• **ARTICLE**

2. Islamic Shura Council of S. California v. FBI, No. 07-01088 (C.D. Cal. Apr. 20, 2009) (Carney, J.)
Re: First-party requests, requests for records on several organizations
• Procedural requirements: In camera review is required to determine whether the FBI appropriately concluded that certain information was outside the scope of plaintiffs’ requests. “Although the government has no obligation to disclose information that falls outside the scope of a FOIA request, the government should construe a request for information broadly.” Given the breadth of plaintiffs’ requests, “it is difficult to imagine that any document containing a plaintiff’s name would not be responsive.”
• Adequacy of search/Exhaustion: The FBI must search its electronic surveillance database and perform a cross-reference search for the two remaining plaintiffs for whom such searches have not already been conducted. No further exhaustion is necessary.
3. Am. Small Bus. League v. SBA, No. 08-00829, 2009 WL 1011632 (N.D. Cal. Apr. 15, 2009) (Patel, J.)
Re: List of entities and contract amounts that form the basis of SBA report
• Attorney fees: The court finds that “there is convincing evidence that [plaintiff] needed to bring a legal action against the SBA in order to obtain the requested information.” Furthermore, “[t]here is also convincing evidence that a court order favoring plaintiff had a substantial causative effect on the delivery of the requested information.” Thus, plaintiff has met the eligibility requirements for an award of attorney fees. As to entitlement, “[e]ven though plaintiff does not present a specific argument that releasing the information would benefit the public, it does not follow that no benefit exists.” Indeed, its intent of informing the public whether the recipients of SBA grants were indeed small businesses constitutes a benefit to the public. “Because the public benefits from releasing the requested information in order to verify the SBA’s public claims about the amount of federal contracts awarded to small businesses,” the nature of plaintiff’s interest and lack of commercial benefit favor plaintiff. Finally, the court previously determined that the requested records were under SBA’s control at the time of the request and “to argue otherwise” represents “the kind of bureaucratic foot-dragging that FOIA was designed to avoid.” Though plaintiff has made an adequate documentation of the hours its spent on this case, several of its charges should be “reduced or excluded because they encompass work that was unrelated to the instant action.” The hourly rate claimed by plaintiff is reasonable, and it has provided adequate documentation related to its claim for costs.

• **SOURCE DATA**
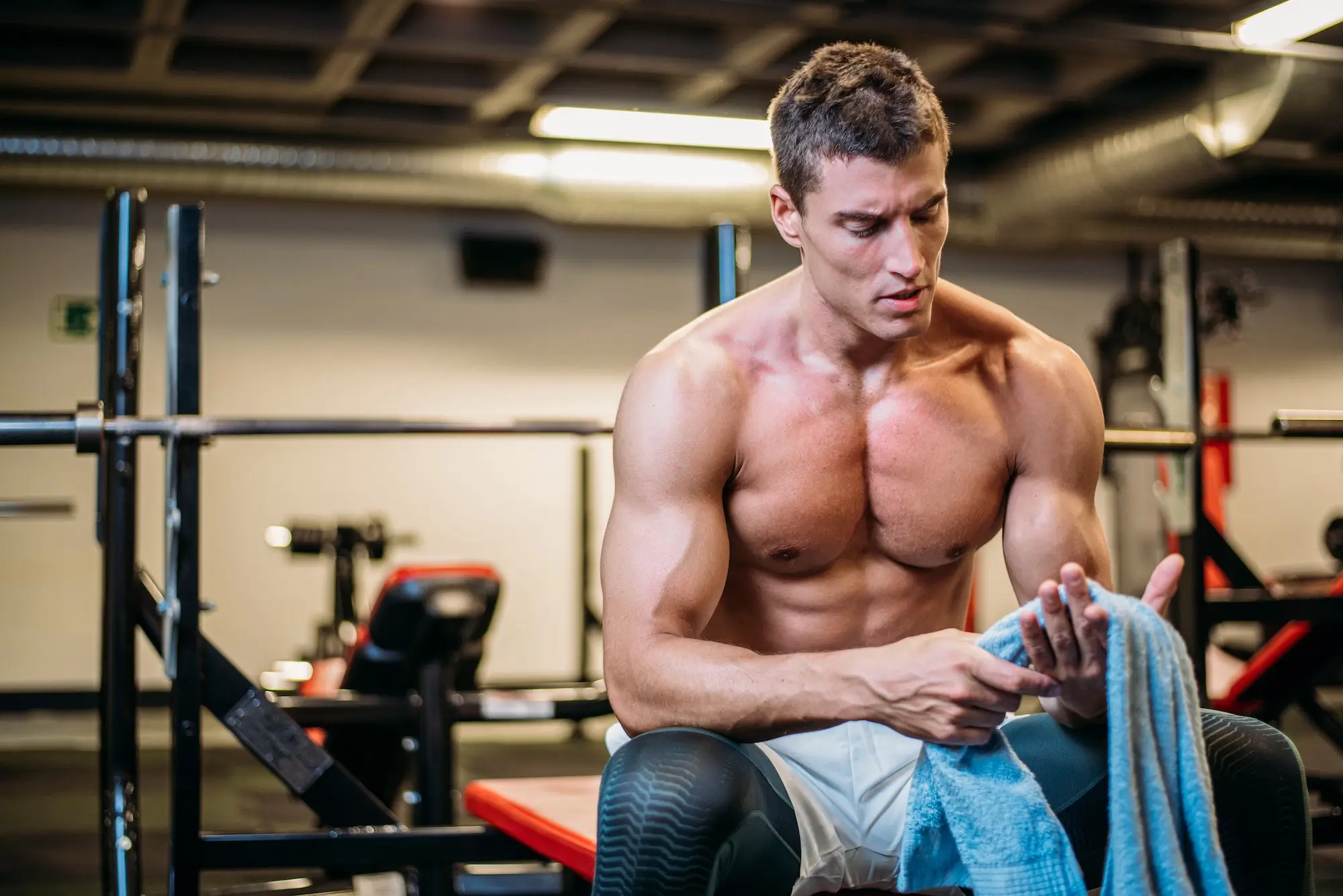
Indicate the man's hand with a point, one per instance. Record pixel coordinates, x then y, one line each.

• **EXERCISE SET**
**a)** Please extract from the FOIA case summaries the part that opens with the words containing "Re: First-party requests, requests" and closes with "exhaustion is necessary.", copying it word for word.
**b)** According to the FOIA case summaries, what must the FBI do for the two remaining plaintiffs in the Islamic Shura Council case?

• **RESPONSES TO THE TASKS**
**a)**
Re: First-party requests, requests for records on several organizations
• Procedural requirements: In camera review is required to determine whether the FBI appropriately concluded that certain information was outside the scope of plaintiffs’ requests. “Although the government has no obligation to disclose information that falls outside the scope of a FOIA request, the government should construe a request for information broadly.” Given the breadth of plaintiffs’ requests, “it is difficult to imagine that any document containing a plaintiff’s name would not be responsive.”
• Adequacy of search/Exhaustion: The FBI must search its electronic surveillance database and perform a cross-reference search for the two remaining plaintiffs for whom such searches have not already been conducted. No further exhaustion is necessary.

**b)** It must search its electronic surveillance database and perform a cross-reference search.